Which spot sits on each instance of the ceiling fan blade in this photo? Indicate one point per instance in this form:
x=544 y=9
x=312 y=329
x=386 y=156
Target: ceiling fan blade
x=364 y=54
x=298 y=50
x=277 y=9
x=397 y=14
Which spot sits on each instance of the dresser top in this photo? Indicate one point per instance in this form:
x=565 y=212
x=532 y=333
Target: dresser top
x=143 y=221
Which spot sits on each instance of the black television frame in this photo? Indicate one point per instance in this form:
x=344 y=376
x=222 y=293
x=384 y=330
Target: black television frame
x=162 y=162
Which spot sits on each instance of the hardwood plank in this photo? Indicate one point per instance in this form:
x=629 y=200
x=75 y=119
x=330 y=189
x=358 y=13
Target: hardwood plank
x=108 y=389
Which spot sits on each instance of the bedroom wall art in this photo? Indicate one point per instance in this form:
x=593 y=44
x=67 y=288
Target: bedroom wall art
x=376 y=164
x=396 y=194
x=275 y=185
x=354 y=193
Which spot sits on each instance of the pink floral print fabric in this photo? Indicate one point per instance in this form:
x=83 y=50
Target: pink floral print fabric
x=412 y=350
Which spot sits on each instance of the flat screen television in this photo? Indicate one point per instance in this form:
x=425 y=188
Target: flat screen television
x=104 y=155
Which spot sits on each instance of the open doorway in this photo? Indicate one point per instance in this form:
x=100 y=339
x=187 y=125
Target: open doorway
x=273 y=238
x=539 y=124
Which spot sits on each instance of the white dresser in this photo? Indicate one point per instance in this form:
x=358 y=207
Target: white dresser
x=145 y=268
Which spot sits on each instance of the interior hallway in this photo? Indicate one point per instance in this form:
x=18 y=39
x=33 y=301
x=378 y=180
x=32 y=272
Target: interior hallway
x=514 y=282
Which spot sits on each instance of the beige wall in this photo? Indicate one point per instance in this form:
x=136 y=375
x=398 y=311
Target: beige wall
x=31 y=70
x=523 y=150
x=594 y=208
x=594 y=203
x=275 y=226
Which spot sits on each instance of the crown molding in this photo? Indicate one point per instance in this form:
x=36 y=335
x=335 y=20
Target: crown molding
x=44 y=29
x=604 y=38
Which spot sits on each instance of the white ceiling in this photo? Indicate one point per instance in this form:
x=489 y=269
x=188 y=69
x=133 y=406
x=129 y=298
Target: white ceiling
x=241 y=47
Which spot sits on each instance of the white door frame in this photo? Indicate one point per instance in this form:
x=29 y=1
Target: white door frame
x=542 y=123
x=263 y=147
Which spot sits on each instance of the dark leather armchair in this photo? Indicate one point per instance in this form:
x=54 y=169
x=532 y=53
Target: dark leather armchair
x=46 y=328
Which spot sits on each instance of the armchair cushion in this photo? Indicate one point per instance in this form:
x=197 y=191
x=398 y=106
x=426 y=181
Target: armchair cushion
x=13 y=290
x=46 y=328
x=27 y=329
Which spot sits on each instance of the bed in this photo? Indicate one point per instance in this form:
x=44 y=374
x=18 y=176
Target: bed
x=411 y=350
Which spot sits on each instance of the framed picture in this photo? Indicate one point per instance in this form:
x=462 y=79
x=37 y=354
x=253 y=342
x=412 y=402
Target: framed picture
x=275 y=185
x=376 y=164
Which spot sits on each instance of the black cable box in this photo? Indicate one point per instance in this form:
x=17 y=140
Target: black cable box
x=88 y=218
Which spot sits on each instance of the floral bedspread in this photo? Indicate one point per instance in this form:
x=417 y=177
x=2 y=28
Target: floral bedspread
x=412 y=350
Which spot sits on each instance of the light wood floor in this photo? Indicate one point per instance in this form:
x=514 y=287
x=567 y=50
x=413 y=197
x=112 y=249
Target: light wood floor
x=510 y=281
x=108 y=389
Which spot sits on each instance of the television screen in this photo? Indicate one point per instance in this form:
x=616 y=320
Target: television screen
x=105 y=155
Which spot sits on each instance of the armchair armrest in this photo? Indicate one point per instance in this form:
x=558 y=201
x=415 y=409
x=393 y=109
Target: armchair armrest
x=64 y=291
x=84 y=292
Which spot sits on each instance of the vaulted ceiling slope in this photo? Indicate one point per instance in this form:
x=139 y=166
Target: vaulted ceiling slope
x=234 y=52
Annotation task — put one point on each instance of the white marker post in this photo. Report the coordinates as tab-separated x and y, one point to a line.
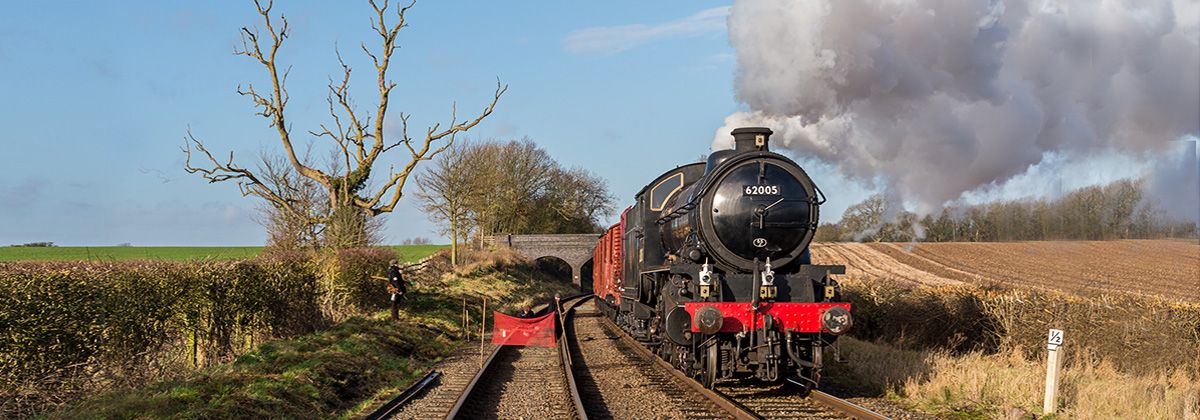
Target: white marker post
1054	365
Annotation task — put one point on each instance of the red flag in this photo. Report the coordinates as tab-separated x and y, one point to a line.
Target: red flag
523	331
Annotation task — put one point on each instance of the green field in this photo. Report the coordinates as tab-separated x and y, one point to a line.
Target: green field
172	253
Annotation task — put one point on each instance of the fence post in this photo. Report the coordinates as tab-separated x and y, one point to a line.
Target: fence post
1054	365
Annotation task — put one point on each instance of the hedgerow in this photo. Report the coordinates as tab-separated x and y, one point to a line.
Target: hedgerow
70	327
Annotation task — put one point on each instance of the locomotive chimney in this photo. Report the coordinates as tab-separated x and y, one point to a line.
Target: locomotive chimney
750	139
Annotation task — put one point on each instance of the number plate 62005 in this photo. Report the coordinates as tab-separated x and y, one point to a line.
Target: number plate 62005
760	190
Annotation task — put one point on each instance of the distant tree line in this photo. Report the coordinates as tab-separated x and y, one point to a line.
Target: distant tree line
475	189
1119	210
418	240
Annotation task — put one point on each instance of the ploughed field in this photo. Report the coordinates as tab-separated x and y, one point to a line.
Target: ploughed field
1163	268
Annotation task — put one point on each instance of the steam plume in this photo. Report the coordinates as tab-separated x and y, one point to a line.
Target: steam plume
936	99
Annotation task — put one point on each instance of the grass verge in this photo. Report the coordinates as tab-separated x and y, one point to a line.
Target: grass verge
337	372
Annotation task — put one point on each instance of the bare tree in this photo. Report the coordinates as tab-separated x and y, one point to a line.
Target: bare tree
285	231
359	137
448	190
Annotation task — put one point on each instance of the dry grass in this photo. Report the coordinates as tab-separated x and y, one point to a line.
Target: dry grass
991	385
1155	268
979	352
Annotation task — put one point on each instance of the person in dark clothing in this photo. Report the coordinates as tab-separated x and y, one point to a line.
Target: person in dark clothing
526	312
396	287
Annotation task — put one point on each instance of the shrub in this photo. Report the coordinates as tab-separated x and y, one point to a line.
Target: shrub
67	325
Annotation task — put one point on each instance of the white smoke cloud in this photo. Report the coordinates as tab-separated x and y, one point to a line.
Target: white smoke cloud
937	99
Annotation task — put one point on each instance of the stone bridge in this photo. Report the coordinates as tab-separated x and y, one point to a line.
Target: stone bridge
575	250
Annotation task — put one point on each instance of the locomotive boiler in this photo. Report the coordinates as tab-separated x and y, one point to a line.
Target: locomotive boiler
711	268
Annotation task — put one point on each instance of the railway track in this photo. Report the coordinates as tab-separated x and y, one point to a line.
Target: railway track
523	382
747	400
599	372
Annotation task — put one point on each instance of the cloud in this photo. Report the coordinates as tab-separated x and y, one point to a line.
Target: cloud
940	99
612	40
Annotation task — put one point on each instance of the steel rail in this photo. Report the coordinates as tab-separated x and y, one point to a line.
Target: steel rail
846	407
565	352
483	371
399	401
729	406
471	387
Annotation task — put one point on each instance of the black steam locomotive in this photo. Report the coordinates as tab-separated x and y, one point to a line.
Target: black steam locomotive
712	269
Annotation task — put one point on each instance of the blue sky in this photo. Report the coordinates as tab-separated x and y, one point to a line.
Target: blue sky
99	96
973	102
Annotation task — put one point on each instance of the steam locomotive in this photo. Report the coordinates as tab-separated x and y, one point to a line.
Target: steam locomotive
711	268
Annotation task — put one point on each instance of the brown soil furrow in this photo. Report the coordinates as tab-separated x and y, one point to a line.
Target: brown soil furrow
1164	268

Exercise aim:
Turn the data lines starting at the one containing "Which spot sits on each instance of the open" and ending at the one containing "x=275 y=226" into a JSON list of strings, with one string per line and blank lines omitted.

Answer for this exercise:
[
  "Which spot sits on each instance of the open doorway in this photo? Indicate one point per instance in this form:",
  "x=100 y=339",
  "x=187 y=125",
  "Target: open doorway",
  "x=273 y=238",
  "x=539 y=124",
  "Which spot sits on each instance of the white dresser in this photo? Indicate one point per instance in this form:",
  "x=358 y=207",
  "Target: white dresser",
  "x=145 y=268",
  "Which spot sits on each instance of the interior hallway in this photo? Indicate one point per instance in this form:",
  "x=18 y=39",
  "x=33 y=301",
  "x=378 y=180",
  "x=32 y=272",
  "Target: interior hallway",
  "x=514 y=282",
  "Which spot sits on each instance of the beige wall in this photo? Indicate one point per instance in this form:",
  "x=136 y=375",
  "x=398 y=311",
  "Target: beige wall",
  "x=31 y=70",
  "x=523 y=150",
  "x=594 y=208",
  "x=594 y=203",
  "x=275 y=226"
]